[Dataset rows]
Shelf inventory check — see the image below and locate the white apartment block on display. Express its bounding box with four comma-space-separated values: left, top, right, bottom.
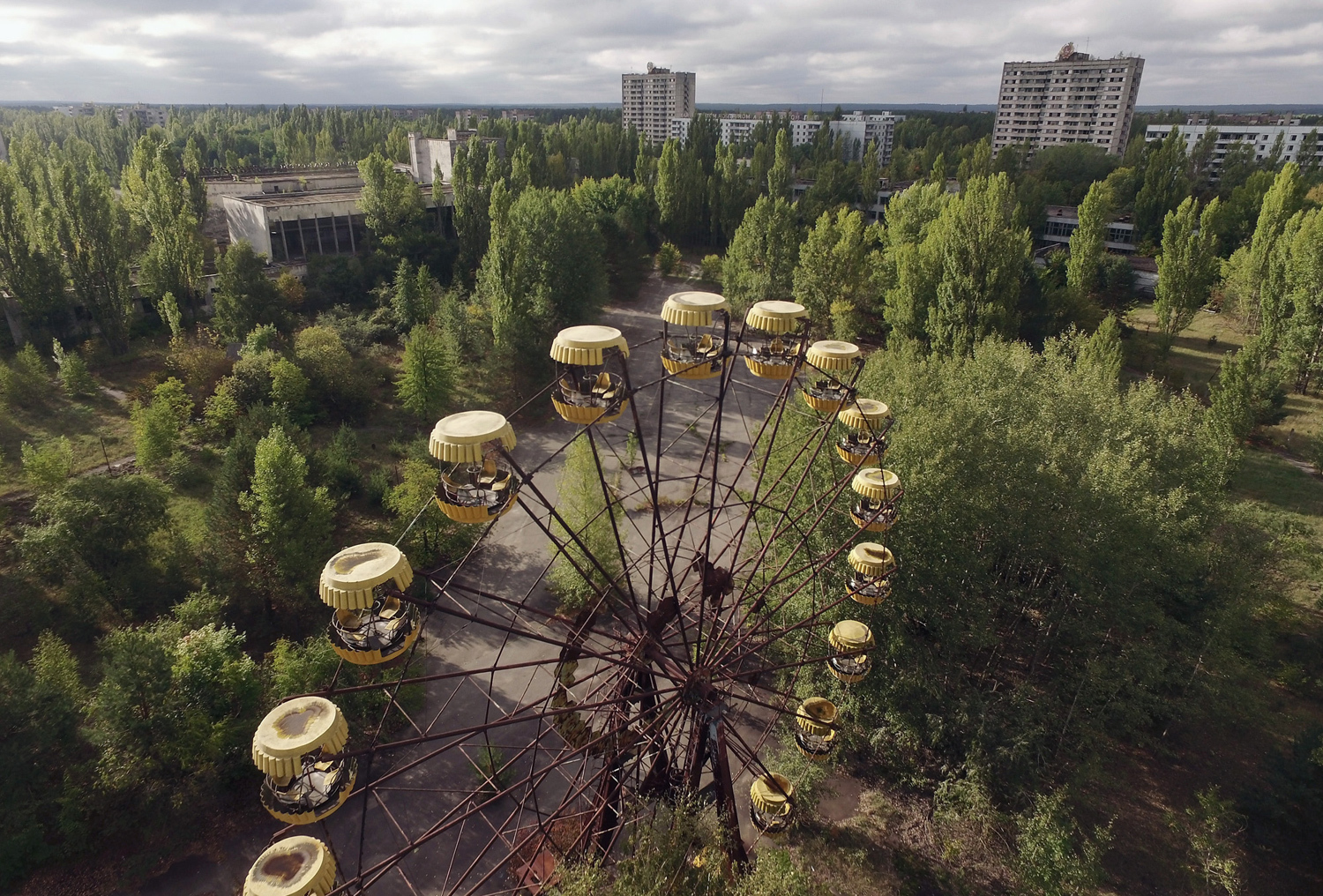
992, 44, 1145, 155
719, 118, 764, 146
1145, 119, 1323, 177
621, 63, 695, 143
828, 113, 905, 166
116, 103, 166, 127
52, 103, 97, 118
790, 121, 823, 146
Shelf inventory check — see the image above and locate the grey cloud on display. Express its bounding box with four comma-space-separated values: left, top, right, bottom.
0, 0, 1323, 105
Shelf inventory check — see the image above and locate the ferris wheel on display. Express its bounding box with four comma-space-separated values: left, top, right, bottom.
243, 293, 902, 896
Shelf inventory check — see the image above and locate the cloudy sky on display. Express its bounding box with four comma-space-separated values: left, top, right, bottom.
0, 0, 1323, 106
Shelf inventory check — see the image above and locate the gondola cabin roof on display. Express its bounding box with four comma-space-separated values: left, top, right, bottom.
253, 698, 349, 777
662, 291, 730, 327
243, 836, 335, 896
836, 399, 892, 429
552, 325, 630, 367
849, 467, 901, 500
318, 541, 413, 610
428, 410, 515, 463
848, 541, 896, 579
804, 339, 860, 370
827, 619, 878, 651
745, 302, 809, 335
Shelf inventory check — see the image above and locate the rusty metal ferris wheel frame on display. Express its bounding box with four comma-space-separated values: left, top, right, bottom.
250, 303, 902, 896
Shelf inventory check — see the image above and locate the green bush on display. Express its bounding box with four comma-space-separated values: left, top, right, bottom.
658, 243, 680, 277
699, 256, 721, 286
19, 436, 74, 492
7, 343, 52, 407
53, 339, 97, 397
130, 377, 193, 473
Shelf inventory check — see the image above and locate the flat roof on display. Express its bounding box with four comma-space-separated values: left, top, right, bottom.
222, 184, 454, 208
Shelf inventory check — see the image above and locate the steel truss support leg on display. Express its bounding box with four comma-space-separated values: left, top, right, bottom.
709, 719, 749, 870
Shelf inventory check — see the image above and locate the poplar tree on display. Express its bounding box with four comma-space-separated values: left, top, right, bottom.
721, 196, 799, 314
238, 425, 333, 584
212, 240, 285, 341
923, 174, 1032, 355
359, 153, 422, 245
41, 138, 134, 355
1154, 196, 1222, 351
396, 323, 455, 421
476, 182, 606, 378
1066, 180, 1111, 298
1135, 127, 1190, 243
794, 208, 873, 339
767, 130, 794, 201
0, 164, 69, 332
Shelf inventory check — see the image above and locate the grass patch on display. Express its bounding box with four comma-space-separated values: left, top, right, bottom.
1232, 449, 1323, 524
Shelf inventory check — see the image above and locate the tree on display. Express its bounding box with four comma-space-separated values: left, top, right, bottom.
476, 183, 606, 388
721, 196, 799, 314
857, 140, 883, 208
212, 240, 286, 341
1135, 127, 1190, 243
52, 339, 97, 397
1246, 161, 1304, 344
957, 137, 992, 190
0, 164, 69, 332
658, 243, 680, 277
19, 475, 179, 616
238, 425, 333, 585
1066, 182, 1113, 296
19, 436, 74, 494
759, 332, 1238, 799
41, 138, 134, 355
89, 618, 262, 809
121, 134, 204, 314
884, 184, 953, 340
573, 175, 653, 299
396, 325, 454, 421
1277, 209, 1323, 392
1208, 336, 1286, 444
130, 377, 193, 473
294, 325, 367, 417
654, 134, 706, 240
925, 175, 1034, 355
391, 258, 438, 330
381, 458, 478, 563
767, 129, 794, 201
1154, 196, 1222, 349
0, 640, 86, 886
455, 135, 492, 282
359, 153, 422, 246
794, 208, 880, 339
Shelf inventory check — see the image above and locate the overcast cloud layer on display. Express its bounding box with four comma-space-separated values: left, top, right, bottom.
0, 0, 1323, 106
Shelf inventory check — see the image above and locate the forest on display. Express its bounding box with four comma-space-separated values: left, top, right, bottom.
0, 95, 1323, 896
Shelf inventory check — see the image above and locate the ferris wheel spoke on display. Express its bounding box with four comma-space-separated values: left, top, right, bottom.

## The request:
Render all of the items above as one numbered list without blank lines. Leave the pictures out.

## Exercise solution:
1. Shelf inventory check — see the image below and locate the white apartment block on display. Express its bounding box with four comma-space-separated values: left, top, right, bottom.
2. 992, 44, 1145, 155
3. 719, 118, 764, 146
4. 1145, 119, 1323, 177
5. 621, 63, 695, 143
6. 828, 113, 905, 166
7. 116, 103, 166, 127
8. 52, 103, 97, 118
9. 790, 121, 823, 146
10. Shelf inventory check — see the image above and locate the grey cloud on display. Express its bounding box with four comma-space-separated values: left, top, right, bottom.
11. 0, 0, 1323, 105
12. Shelf inventory check — see the image above and locate the ferris wheel on display. Express its bounding box with four comma-space-separated values: left, top, right, bottom.
13. 243, 293, 902, 896
14. Shelf inventory check — see the image above and locate the cloudy sky on display. Express its bounding box with four comma-space-separated values: left, top, right, bottom.
15. 0, 0, 1323, 106
16. Shelf inventory check — see the image above and locate the gondola cabin roof on display. Express its bounding box with four comma-space-separated values: left, top, right, bottom.
17. 253, 698, 349, 777
18. 662, 291, 730, 327
19. 243, 836, 335, 896
20. 836, 399, 892, 429
21. 552, 325, 630, 367
22. 849, 467, 901, 500
23. 318, 541, 413, 610
24. 428, 410, 515, 463
25. 848, 541, 896, 579
26. 804, 339, 860, 370
27. 827, 619, 878, 651
28. 745, 302, 809, 335
29. Shelf inventory check — see the image above and locate the rusty metal ferris wheel frame on display. Express its bounding box with four comma-space-separated values: left, top, right, bottom.
30. 250, 303, 902, 896
31. Shelf inventory check — see the image above and locate the green bush on display. Express its bounding box with four comma-space-separated values: left, top, right, bottom.
32. 658, 243, 680, 277
33. 699, 256, 721, 286
34. 19, 436, 74, 492
35. 7, 343, 52, 407
36. 53, 339, 97, 397
37. 130, 377, 193, 473
38. Shelf inventory check — see the image above and locate the flat roof on display. Express its bounding box with four comma-space-separated values: left, top, right, bottom.
39. 222, 184, 454, 208
40. Shelf inventory check — see the image above and locate the steel truss support leg on display. Express its bounding box with four comma-space-separated values: left, top, right, bottom.
41. 709, 719, 749, 870
42. Shelf inventory check — see the image above and locate the poplar tree on display. Express its bounding box with four comma-space-separated values: left, top, right, bottom.
43. 721, 196, 799, 314
44. 238, 425, 333, 584
45. 212, 240, 285, 341
46. 923, 174, 1032, 355
47. 359, 153, 422, 245
48. 41, 138, 134, 355
49. 1154, 196, 1222, 351
50. 396, 323, 455, 421
51. 476, 182, 606, 378
52. 1066, 180, 1111, 298
53. 1135, 127, 1190, 243
54. 794, 208, 873, 339
55. 767, 130, 794, 201
56. 0, 164, 69, 332
57. Shelf inventory check — see the image above and locate the grass patch on display. Express its bounding box with four comma-space-separated values: left, top, right, bottom.
58. 1232, 449, 1323, 524
59. Shelf inventory check — see the image above and locate the tree on display. Express its bounding box with four comma-space-separated values: left, top, right, bottom.
60. 476, 183, 606, 388
61. 721, 196, 799, 314
62. 857, 140, 883, 208
63. 212, 240, 286, 341
64. 1135, 127, 1190, 243
65. 52, 339, 97, 397
66. 1246, 161, 1304, 344
67. 957, 137, 992, 190
68. 0, 164, 69, 332
69. 658, 243, 680, 277
70. 19, 475, 179, 616
71. 238, 425, 333, 585
72. 1066, 182, 1113, 296
73. 19, 436, 74, 494
74. 759, 332, 1238, 799
75. 41, 138, 134, 355
76. 89, 618, 262, 809
77. 121, 134, 204, 314
78. 884, 184, 953, 340
79. 573, 175, 653, 299
80. 396, 325, 454, 421
81. 1277, 209, 1323, 392
82. 1208, 336, 1286, 444
83. 130, 377, 193, 473
84. 294, 325, 367, 417
85. 654, 134, 706, 240
86. 925, 175, 1034, 355
87. 391, 258, 438, 330
88. 381, 458, 478, 563
89. 767, 129, 794, 201
90. 1154, 196, 1222, 349
91. 0, 640, 86, 886
92. 455, 135, 492, 282
93. 359, 153, 422, 246
94. 794, 208, 880, 339
95. Shelf inventory check — see the image above and locate the overcast cloud layer on display. Express its bounding box with four comma-space-separated values: left, top, right, bottom.
96. 0, 0, 1323, 106
97. Shelf inventory check — see the image above and locate the forest on display. Express its bounding box with four comma-space-separated values: left, top, right, bottom.
98. 0, 95, 1323, 896
99. Shelf inventory check — see the image above and locate the ferris wheel spoke on display. Express its bounding box with four comma-space-separated values: left, top, right, bottom.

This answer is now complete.